## begin SOURCE MATERIAL
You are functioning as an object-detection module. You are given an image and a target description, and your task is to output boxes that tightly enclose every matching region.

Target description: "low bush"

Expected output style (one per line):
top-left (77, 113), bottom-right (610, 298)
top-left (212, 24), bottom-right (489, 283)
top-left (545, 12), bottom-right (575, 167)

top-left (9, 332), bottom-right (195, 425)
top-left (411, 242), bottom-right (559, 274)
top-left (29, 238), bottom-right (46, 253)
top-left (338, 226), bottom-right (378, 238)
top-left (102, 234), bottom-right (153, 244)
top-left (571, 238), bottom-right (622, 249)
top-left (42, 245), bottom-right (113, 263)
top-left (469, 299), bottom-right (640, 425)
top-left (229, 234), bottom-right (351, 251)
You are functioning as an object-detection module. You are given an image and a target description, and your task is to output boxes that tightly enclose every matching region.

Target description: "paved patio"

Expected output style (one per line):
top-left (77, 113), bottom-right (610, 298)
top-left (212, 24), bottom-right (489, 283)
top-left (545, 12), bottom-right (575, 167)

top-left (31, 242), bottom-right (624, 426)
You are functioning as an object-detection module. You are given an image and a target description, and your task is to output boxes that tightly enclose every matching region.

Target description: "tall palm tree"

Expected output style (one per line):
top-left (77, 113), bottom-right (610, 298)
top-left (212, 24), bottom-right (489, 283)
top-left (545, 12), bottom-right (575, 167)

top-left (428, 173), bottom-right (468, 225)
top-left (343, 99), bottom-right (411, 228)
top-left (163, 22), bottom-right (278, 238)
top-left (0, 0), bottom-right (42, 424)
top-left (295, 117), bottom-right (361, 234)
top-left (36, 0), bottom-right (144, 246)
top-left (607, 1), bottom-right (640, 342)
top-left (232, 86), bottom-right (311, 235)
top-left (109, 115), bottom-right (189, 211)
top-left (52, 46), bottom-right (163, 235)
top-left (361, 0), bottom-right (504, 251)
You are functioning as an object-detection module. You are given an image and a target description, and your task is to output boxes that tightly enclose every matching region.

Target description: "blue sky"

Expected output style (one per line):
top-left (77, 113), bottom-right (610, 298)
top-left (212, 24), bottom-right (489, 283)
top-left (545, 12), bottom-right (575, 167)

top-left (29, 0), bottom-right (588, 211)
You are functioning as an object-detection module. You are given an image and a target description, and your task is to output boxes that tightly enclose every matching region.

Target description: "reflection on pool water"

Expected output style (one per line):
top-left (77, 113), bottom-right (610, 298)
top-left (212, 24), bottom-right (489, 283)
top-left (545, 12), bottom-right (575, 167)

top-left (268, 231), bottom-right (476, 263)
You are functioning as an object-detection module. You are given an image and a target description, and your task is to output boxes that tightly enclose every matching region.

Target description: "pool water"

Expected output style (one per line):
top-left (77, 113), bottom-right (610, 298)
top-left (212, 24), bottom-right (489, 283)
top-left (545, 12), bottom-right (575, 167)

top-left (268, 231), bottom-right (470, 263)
## end SOURCE MATERIAL
■ **EXERCISE INSTRUCTIONS**
Take the data from its first line through the line containing "top-left (229, 234), bottom-right (351, 251)", both included, and switch "low bush" to "small shrub". Give back only those lines, with nothing else changed.

■ **EXPECTED OUTPUT**
You are functioning as an object-detection module. You are given an image and a target description, and your task is to output boxes that tightly enclose every matching region.

Target description: "small shrub"

Expected output style (one per line):
top-left (77, 113), bottom-right (610, 298)
top-left (212, 24), bottom-right (489, 283)
top-left (545, 12), bottom-right (575, 167)

top-left (9, 332), bottom-right (195, 425)
top-left (411, 242), bottom-right (559, 274)
top-left (29, 238), bottom-right (46, 253)
top-left (338, 226), bottom-right (378, 238)
top-left (102, 234), bottom-right (153, 244)
top-left (571, 238), bottom-right (622, 249)
top-left (42, 245), bottom-right (113, 263)
top-left (469, 299), bottom-right (640, 425)
top-left (229, 234), bottom-right (351, 251)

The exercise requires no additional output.